Data for this exercise START
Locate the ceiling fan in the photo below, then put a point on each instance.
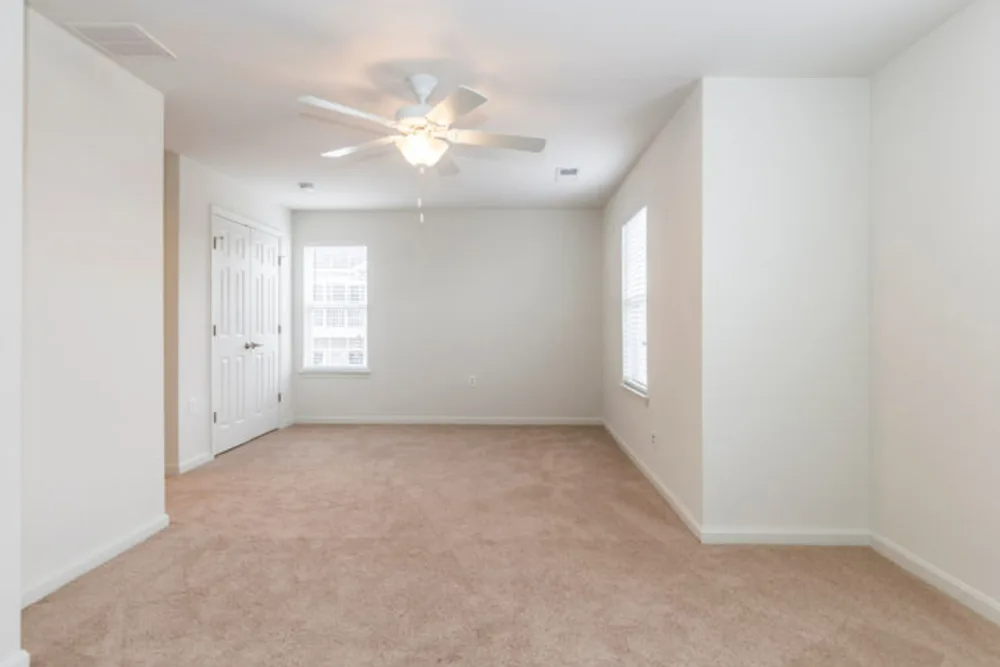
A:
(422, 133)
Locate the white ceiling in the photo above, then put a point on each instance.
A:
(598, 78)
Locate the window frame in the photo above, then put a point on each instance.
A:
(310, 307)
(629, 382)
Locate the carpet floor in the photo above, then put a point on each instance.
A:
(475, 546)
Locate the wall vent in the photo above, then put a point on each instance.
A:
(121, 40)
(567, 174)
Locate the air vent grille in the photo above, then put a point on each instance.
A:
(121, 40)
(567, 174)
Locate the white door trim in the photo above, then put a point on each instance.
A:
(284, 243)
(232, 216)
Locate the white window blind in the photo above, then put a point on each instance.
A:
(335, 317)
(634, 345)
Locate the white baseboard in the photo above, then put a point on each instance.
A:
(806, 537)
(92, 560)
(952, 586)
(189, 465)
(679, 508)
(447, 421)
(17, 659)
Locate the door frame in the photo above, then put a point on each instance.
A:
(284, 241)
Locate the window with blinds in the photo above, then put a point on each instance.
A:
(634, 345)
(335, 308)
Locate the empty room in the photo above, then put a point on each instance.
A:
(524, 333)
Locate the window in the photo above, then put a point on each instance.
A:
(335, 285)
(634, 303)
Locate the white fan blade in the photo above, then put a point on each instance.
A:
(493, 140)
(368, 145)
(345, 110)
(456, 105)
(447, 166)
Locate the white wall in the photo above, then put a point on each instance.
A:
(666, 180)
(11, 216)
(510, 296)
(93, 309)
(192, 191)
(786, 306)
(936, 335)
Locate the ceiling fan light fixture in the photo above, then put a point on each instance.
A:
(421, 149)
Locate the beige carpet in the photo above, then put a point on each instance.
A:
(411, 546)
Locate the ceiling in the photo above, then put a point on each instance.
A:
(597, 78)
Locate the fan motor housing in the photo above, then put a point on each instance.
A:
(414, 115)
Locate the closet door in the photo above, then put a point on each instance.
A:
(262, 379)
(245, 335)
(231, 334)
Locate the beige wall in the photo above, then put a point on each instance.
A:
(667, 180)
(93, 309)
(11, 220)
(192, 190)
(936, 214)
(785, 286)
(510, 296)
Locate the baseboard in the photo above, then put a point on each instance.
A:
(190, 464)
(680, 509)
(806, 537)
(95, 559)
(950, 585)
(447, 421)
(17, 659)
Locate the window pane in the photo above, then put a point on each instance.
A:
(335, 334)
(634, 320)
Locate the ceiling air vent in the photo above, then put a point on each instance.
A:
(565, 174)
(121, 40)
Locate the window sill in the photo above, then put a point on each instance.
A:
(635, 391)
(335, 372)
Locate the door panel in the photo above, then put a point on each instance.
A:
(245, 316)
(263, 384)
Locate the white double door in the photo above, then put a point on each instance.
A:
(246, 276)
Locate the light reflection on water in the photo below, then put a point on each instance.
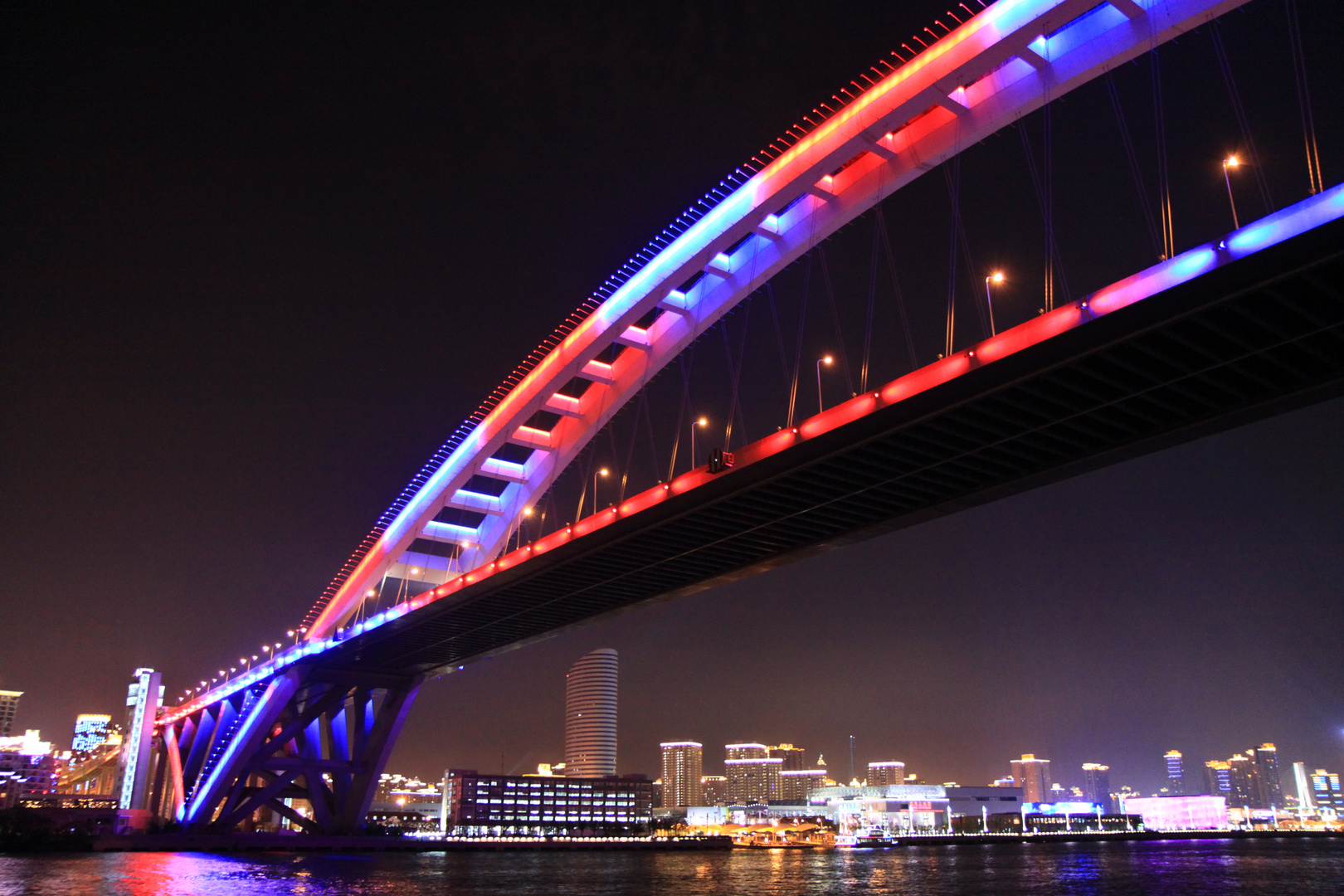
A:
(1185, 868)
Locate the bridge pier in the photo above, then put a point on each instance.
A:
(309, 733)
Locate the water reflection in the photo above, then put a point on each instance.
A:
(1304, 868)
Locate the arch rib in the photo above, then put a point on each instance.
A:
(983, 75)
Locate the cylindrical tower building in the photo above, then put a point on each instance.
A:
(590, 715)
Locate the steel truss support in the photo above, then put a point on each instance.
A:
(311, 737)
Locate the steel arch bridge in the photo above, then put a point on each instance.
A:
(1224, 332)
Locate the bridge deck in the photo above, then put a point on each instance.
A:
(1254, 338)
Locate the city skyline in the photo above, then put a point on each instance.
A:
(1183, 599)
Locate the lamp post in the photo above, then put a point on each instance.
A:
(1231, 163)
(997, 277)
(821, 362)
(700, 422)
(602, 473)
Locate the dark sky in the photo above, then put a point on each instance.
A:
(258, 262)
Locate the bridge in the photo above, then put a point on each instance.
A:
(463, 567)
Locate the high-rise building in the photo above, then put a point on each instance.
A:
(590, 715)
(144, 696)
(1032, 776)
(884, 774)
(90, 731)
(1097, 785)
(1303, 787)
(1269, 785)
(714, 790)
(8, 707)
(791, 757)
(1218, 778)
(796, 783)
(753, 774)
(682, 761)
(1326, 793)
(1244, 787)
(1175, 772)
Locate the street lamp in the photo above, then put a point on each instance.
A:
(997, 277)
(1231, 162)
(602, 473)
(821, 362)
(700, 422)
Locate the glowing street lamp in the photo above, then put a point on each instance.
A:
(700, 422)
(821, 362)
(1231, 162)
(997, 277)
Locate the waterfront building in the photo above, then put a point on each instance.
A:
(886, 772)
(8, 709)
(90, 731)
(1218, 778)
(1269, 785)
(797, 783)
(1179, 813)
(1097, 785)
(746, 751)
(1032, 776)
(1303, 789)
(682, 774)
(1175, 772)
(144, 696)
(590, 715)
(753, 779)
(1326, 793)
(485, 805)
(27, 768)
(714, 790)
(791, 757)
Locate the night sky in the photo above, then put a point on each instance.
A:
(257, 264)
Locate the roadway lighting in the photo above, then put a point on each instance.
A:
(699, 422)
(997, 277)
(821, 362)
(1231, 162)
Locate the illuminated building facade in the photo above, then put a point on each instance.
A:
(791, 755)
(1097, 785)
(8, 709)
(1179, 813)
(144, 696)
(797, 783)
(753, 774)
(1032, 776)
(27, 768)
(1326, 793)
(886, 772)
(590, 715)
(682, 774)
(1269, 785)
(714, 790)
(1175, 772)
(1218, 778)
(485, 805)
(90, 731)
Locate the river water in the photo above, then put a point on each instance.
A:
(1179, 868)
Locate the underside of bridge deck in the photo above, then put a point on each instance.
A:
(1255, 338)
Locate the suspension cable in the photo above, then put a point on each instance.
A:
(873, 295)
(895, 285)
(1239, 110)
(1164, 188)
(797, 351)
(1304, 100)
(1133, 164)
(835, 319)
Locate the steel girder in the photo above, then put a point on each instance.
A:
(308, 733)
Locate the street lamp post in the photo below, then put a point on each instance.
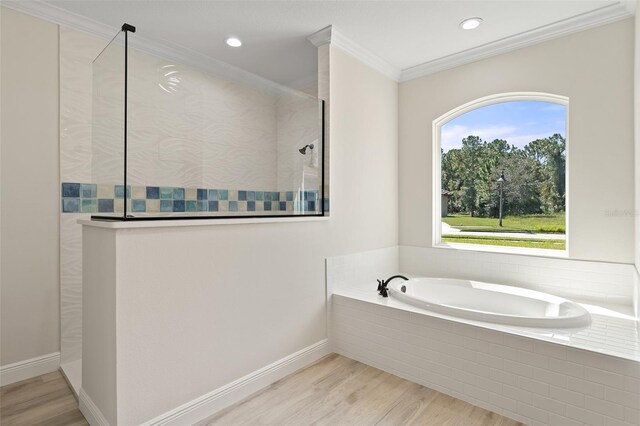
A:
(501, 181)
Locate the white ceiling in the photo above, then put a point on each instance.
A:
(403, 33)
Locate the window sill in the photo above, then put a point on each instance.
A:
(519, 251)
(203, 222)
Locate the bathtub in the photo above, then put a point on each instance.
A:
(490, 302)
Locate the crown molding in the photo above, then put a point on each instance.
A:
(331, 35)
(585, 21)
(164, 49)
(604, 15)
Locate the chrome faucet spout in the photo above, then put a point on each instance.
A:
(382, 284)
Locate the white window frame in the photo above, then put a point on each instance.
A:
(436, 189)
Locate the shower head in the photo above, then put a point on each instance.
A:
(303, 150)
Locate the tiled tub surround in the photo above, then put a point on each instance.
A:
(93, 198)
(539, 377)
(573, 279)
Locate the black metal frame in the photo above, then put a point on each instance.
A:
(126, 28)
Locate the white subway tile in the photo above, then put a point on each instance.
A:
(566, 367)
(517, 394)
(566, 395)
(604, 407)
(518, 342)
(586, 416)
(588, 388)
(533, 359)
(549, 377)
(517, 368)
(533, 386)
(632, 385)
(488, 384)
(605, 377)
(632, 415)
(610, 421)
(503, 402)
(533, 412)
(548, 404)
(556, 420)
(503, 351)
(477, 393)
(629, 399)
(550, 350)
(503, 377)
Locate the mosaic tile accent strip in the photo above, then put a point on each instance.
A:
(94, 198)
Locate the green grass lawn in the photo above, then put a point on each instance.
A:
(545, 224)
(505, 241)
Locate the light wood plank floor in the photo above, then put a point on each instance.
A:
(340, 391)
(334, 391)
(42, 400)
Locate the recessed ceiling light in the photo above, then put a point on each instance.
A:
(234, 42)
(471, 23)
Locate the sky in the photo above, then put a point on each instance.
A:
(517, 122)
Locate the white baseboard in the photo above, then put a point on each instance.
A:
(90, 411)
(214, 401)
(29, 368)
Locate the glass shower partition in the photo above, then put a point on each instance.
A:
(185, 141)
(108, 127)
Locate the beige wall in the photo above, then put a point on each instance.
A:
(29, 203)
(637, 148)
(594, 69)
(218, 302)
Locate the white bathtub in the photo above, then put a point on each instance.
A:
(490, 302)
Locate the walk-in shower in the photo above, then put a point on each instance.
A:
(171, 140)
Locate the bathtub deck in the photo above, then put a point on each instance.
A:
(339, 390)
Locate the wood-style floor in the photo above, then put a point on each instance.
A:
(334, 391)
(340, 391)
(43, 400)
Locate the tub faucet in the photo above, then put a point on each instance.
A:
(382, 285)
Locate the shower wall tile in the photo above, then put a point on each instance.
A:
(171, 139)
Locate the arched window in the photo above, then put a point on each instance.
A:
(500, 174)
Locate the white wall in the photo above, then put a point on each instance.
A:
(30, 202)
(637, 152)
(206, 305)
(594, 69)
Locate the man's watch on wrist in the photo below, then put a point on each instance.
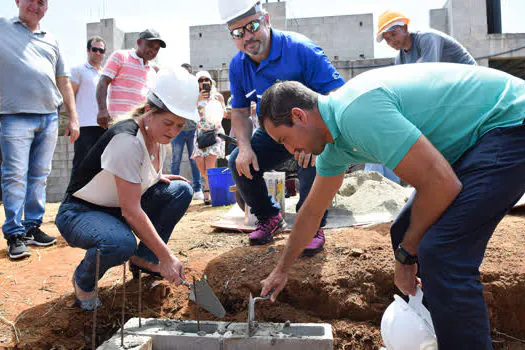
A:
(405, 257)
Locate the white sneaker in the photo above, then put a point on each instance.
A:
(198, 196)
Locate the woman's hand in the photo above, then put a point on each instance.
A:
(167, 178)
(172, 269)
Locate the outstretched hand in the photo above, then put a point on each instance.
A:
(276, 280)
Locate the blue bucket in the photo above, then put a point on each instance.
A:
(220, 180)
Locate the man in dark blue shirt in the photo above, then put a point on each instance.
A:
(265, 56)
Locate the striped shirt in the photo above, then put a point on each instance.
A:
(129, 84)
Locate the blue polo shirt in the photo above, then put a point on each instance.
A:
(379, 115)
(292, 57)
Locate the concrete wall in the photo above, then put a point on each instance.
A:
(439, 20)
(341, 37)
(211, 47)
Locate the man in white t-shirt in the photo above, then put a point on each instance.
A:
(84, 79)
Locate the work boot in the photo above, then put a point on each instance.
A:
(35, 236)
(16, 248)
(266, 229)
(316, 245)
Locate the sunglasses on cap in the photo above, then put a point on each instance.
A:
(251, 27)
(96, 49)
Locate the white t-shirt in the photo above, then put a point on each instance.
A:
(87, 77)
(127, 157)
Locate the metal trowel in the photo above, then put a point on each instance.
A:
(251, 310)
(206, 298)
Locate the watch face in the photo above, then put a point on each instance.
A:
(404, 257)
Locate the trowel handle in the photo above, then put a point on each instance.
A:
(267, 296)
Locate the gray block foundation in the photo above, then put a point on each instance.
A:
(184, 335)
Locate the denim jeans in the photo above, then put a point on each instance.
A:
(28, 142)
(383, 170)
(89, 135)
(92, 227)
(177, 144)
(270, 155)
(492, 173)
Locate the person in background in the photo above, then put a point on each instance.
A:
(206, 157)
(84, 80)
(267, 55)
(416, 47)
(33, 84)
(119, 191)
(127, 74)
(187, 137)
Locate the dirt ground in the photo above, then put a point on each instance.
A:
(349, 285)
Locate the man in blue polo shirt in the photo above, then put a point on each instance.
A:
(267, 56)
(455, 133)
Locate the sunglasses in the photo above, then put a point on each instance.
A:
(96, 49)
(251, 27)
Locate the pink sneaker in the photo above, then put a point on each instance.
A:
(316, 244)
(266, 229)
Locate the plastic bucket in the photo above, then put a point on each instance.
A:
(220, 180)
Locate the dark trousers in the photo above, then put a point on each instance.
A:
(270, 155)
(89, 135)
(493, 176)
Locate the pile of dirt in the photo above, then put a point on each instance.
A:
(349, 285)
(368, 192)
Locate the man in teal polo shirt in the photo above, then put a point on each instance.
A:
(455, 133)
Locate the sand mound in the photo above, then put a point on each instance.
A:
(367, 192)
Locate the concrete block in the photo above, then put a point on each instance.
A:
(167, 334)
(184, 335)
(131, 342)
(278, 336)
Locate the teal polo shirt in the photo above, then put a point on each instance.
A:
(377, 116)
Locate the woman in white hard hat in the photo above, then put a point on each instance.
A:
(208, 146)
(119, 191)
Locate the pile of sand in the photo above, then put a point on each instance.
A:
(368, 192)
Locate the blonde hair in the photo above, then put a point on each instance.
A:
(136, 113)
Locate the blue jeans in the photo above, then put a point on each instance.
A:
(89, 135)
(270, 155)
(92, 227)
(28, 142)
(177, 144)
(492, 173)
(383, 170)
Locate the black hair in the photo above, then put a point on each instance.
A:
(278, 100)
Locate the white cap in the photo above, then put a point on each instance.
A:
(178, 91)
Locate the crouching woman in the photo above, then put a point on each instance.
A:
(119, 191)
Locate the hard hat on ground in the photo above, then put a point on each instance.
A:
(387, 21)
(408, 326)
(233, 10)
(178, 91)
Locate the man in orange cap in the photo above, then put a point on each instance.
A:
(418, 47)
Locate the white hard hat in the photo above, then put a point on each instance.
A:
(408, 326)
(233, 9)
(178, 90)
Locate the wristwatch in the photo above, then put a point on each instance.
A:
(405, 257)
Data for this exercise END
### What is needed:
Go through the records above. Copy each line in which the string "dirt" appears.

### Solved problem:
Locate the dirt ground in the photo above, then put a point on each instance.
Locate the pile of dirt in the photo above, then put a point on each instance.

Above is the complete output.